=== Information supplied ===

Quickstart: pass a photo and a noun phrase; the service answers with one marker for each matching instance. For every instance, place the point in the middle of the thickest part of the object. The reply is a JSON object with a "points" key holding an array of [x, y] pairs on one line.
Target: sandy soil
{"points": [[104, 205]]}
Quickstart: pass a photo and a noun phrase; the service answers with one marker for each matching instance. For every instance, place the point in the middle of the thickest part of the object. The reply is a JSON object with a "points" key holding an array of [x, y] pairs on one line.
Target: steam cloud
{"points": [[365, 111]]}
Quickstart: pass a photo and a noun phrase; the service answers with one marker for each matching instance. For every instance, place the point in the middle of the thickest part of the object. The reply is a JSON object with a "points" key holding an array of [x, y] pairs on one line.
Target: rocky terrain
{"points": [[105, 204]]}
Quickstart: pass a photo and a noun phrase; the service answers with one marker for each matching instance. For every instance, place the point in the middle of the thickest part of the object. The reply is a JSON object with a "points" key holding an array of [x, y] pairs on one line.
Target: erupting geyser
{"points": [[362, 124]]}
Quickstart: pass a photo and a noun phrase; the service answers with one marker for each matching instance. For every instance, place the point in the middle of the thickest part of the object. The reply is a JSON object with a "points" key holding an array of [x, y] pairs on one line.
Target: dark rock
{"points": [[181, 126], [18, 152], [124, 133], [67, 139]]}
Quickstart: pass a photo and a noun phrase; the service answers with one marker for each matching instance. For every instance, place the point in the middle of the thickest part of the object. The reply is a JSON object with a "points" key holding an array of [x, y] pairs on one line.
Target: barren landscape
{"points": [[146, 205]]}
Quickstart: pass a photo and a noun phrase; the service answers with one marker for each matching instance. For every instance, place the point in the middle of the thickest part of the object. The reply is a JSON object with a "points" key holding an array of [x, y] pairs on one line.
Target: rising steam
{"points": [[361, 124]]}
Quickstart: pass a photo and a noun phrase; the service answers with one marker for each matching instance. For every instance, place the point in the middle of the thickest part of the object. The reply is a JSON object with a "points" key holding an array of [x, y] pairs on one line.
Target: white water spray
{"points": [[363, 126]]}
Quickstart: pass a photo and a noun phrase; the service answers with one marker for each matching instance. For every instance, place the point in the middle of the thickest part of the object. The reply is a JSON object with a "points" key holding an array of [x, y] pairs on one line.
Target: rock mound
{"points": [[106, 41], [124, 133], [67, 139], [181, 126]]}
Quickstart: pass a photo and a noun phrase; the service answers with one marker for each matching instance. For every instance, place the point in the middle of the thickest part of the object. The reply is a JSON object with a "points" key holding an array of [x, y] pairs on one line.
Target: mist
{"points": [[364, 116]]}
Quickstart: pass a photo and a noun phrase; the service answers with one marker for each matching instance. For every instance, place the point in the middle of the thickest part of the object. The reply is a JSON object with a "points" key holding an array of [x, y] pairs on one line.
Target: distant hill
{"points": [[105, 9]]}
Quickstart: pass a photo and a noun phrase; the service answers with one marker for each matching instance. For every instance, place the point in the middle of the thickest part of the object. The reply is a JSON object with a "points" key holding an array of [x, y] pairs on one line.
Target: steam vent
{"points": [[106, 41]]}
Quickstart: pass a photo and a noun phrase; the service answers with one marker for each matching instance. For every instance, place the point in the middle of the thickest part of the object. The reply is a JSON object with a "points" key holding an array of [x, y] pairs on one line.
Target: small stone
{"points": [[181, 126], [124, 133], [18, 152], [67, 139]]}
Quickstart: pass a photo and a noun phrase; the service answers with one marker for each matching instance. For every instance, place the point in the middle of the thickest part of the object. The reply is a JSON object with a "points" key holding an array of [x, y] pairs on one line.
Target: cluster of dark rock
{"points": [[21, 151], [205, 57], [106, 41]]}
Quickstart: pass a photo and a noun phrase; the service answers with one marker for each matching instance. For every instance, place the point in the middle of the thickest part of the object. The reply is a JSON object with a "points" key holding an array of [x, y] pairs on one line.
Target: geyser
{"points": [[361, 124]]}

===
=== Information supplied ===

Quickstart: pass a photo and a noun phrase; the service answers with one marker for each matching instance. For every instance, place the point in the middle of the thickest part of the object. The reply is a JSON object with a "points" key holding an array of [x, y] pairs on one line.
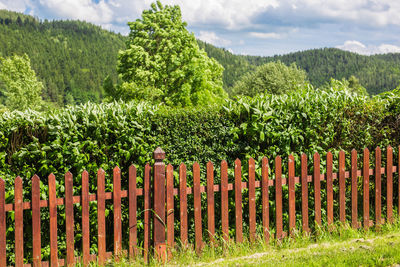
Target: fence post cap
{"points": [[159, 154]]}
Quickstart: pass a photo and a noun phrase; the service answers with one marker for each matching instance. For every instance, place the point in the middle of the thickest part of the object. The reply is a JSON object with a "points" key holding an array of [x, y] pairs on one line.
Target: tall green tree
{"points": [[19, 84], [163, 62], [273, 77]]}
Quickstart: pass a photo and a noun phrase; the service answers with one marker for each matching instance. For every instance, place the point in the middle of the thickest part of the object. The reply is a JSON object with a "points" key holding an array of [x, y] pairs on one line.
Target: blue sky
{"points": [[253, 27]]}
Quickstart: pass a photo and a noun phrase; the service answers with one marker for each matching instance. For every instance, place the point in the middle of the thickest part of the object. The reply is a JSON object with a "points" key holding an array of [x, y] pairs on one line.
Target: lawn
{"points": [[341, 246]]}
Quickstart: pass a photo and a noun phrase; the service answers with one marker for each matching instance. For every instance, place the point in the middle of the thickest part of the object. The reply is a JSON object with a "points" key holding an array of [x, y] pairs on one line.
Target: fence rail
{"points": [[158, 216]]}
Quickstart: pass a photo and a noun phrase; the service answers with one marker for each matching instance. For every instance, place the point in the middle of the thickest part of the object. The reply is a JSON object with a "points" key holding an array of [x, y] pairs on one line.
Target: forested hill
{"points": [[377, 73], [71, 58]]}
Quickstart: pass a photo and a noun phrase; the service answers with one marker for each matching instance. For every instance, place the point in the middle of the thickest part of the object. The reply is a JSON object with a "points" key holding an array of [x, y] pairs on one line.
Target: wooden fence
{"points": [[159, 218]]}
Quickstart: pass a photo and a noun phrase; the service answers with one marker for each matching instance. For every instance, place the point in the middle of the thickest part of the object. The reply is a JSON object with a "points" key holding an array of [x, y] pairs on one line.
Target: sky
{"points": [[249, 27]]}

===

What is expected
Extract each line of the material above that contains the string "geyser". The match is case-sensitive.

Final result
Target: erupting geyser
Target: geyser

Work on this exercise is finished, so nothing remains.